__Given passage__:
======
In defence to the Third Party Notice, the Third Parties denied the allegations and averred that apart from the fact that Potomac applied for a facility from the Defendant which facility was guaranteed by Dr. Sam Jonah.  Their case is that the facility has been paid off by Potomac and therefore the Third Parties are not indebted to the Defendant.  In further defence the Third Parties contend that they never agreed expressly or impliedly to indemnify Defendant in the latter’s borrowing transaction with Ecobank and therefore the Defendant is not entitled to be indemnified as claimed.

 

The position of the law on indemnifying a party is enunciated in Halsbury’s Laws of England, 4th Edition vol.20; Para 347 and 348 as follows:

 

“Rights of indemnity arise from contract, express or implied from an obligation arising from the relation of the parties or by state.  Whether in any particular case any right of indemnity arises and the extent of any such indemnity will depend upon the terms of the contract or statement in question or to the nature of this relationship.  A right to indemnity based on an implied contract or an obligation imposed by law may arise in various ways.  Such a right may arise where money is paid at the request of another.  Similarly where a person has been compelled by law to pay or being compellable by law has paid to another which the third party was ultimately liable to pay so that the third party obtains the benefit of the payment by the discharge of the liability, the person who made the payment may recover the amount of the payment from the third party.” 

 

The Defendant is claiming that the Third Parties herein are ultimately liable to indemnify the Defendant for the payment it made to the Plaintiff under the said guarantee.

 

Since the Defendant is the one alleging, it is trite learning that the Defendant must prove.  In Takoradi Flour Mills v. Samir Faris [2005-2006] SCGLR, Ansah JSC exhaustively dealt with the burden of proof as follows:

 

“As it was the Plaintiff who made the claim and asserted the positive, he had to adduce evidence sufficient to establish a prima facie case, as required by section 14 of the Evidence Decree, 1975 because in law where a fact is essential to a claim, the party who asserts the claim has the burden to persuade the court of existence of that fact.  The standard of proof is by a preponderance of the probabilities: See section 12 (1) of the Decree section 17 (1) states that the burden of producing any particular fact is on the party against whom a finding on that issue would be required in the absence of further proof.”

See also Ababio v. Akwasi III [1994-95] Ghana Bar Report, Part II, Takoradi Flour Mills v. Samir Faris [2005-2006] SCGLR 882 and Re:  Ashalley Botwe Lands; Adjetey Agbosu & Ors v. Kotey & Ors [2003-2004] SCGLR 420

 

The well known rule of evidence is that although proof in a civil case rested on the Plaintiff, the burden was discharged once the Plaintiff had introduced sufficient evidence of the probability of his case.  It would then rest on the defendant to rebut the plaintiff’s evidence.  As stated by Justice Mensa-Boison JA in the case of Acquaye v. Awotwi [1982-83] 2GLR 110, the testimony of a plaintiff is presumptive evidence which is rebuttable. In Yorkwah v. Duah [1993-94] 1 GLR 217, the Court of Appeal explained the principle thus:

 

“The onus can surely shift from the Plaintiffs to the Defendant as clearly provided in section 14 of NRCD 323.  The shifting will however take place only after the Plaintiffs have established the very basis on which they came to Court and on which they claim to be better entitled to the house.”
======
__Extracted data__:
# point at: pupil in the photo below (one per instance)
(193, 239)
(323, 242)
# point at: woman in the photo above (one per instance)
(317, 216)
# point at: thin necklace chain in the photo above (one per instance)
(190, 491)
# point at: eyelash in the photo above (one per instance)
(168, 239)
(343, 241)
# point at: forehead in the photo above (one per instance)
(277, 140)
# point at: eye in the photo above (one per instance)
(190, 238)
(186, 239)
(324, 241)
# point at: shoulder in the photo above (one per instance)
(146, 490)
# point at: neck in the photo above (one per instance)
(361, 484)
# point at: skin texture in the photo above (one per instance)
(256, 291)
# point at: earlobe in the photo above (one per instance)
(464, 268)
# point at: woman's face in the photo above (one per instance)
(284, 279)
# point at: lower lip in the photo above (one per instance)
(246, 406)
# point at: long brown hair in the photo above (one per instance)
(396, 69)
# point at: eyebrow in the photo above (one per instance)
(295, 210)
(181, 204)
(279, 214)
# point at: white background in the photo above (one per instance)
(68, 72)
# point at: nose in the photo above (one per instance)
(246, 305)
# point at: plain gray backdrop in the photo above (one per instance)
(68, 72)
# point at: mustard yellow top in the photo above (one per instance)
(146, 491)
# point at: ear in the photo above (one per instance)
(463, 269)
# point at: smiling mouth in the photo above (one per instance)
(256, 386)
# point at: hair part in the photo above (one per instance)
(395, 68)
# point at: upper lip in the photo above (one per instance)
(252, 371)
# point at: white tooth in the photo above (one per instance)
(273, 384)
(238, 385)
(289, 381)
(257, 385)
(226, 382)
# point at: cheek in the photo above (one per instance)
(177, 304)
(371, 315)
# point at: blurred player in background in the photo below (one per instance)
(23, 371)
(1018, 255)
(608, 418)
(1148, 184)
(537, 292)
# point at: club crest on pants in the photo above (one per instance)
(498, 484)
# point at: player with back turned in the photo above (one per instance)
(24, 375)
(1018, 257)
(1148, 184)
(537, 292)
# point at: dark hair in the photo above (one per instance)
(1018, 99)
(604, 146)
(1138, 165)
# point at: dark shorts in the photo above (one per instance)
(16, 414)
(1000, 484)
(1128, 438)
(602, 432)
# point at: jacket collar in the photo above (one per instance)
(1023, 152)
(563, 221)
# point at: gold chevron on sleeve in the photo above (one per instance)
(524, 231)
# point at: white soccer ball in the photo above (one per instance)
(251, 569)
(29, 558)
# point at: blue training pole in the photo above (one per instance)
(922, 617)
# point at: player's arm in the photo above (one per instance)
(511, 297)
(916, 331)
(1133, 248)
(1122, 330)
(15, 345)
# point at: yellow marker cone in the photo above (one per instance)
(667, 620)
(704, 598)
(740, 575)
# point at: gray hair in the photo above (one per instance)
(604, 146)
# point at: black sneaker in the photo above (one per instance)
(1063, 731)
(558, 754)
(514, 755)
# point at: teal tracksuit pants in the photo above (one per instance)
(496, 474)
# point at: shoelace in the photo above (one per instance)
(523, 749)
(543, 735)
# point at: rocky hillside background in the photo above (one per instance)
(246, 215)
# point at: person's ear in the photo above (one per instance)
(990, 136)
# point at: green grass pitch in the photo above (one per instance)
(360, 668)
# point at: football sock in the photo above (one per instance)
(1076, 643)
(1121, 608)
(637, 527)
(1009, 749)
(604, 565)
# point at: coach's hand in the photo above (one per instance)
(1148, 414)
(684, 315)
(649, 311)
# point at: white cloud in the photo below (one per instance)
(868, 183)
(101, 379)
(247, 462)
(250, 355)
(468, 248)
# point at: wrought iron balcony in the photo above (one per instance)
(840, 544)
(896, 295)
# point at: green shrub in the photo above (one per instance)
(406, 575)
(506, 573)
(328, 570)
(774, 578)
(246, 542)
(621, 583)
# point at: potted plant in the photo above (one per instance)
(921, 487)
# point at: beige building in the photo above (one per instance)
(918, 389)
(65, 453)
======
__What to work on__:
[A] In the ruling on indemnity, why must the Defendant prove that the Third Parties are liable to indemnify it? Answer in one to three sentences.
[B] Carry on the ruling on indemnity from the point where it stops.
The entries play no part in what is asked here.

__Task-by-task answers__:
[A] The Defendant must prove it because the Defendant is the party making the allegation. Under the rule cited from Takoradi Flour Mills v. Samir Faris, a party who asserts a claim carries the burden of persuading the court that the facts essential to that claim exist, on a preponderance of the probabilities.

[B]
 

Given the fact that the Third Parties have denied the Defendant’s claim, Defendant assumed the burden of proving their claim, namely that (i) Defendant took a loan from Ecobank which it on-lent to Potomac; (ii) Dr. Jonah guaranteed the repayment of the said loan; (iii) the third Parties have a legal obligation to indemnify Defendant; and (iv) the Third Parties are in fact indebted to the Defendant in the sum of ¢512,721,313.00 as at 3 January 2008.  Defendant will only discharge this burden if it adduces cogent evidence to establish that the facts alleged in its claim are more probable than not.

 

So, did the Defendant lead sufficient evidence to establish that the facilities obtained by it from Ecobank and secured by the Plaintiff was extended to the 2nd Third Party, Potomac?

 

The Plaintiff, Metropolitan Insurance Company Limited, alleged in its pleadings that Defendant borrowed from Ecobank the sum of GH¢200,000 (¢2 billion).  Defendant has admitted this assertion.  Defendant’s claim is that it on-lent this sum to Potomac.  In purported proof of this assertion, Mr. Edinam Nutsugah, Head of Consumer and Business Finance of Defendant Company testified as follows:

 

Q:      I am talking about Metropolitan Insurance Company with respect to this matter?

 

A:      Metropolitan Insurance Company obtained a judgment against Sterling Financial Services in respect of payment of outstanding that were due them from Sterling Financial Services through its guarantee to Ecobank, who at the time were our bankers.

 

Q:      Why did Metropolitan Insurance Company obtain judgment against Sterling Financial Services?

 

          A:      Sterling Financial Services was engaged in transactions

with the client through Ecobank.

 

          Q:      Which client?

 

          A:      Potomac Investment Limited

 

          Q:      That is the 2nd 3rd party?

 

A:      Yes my lord.  And Metropolitan Insurance Company has guaranteed Sterling Financial Services.

 

          Q:      Sterling was involved with Potomac Investment?

 

          A:      Yes

 

          Q:      For what?

 

A:      Sterling Financial Services had lent facilities to Potomac Investment, its client.

 

Q:      So how did Metropolitan Insurance Company come into the picture?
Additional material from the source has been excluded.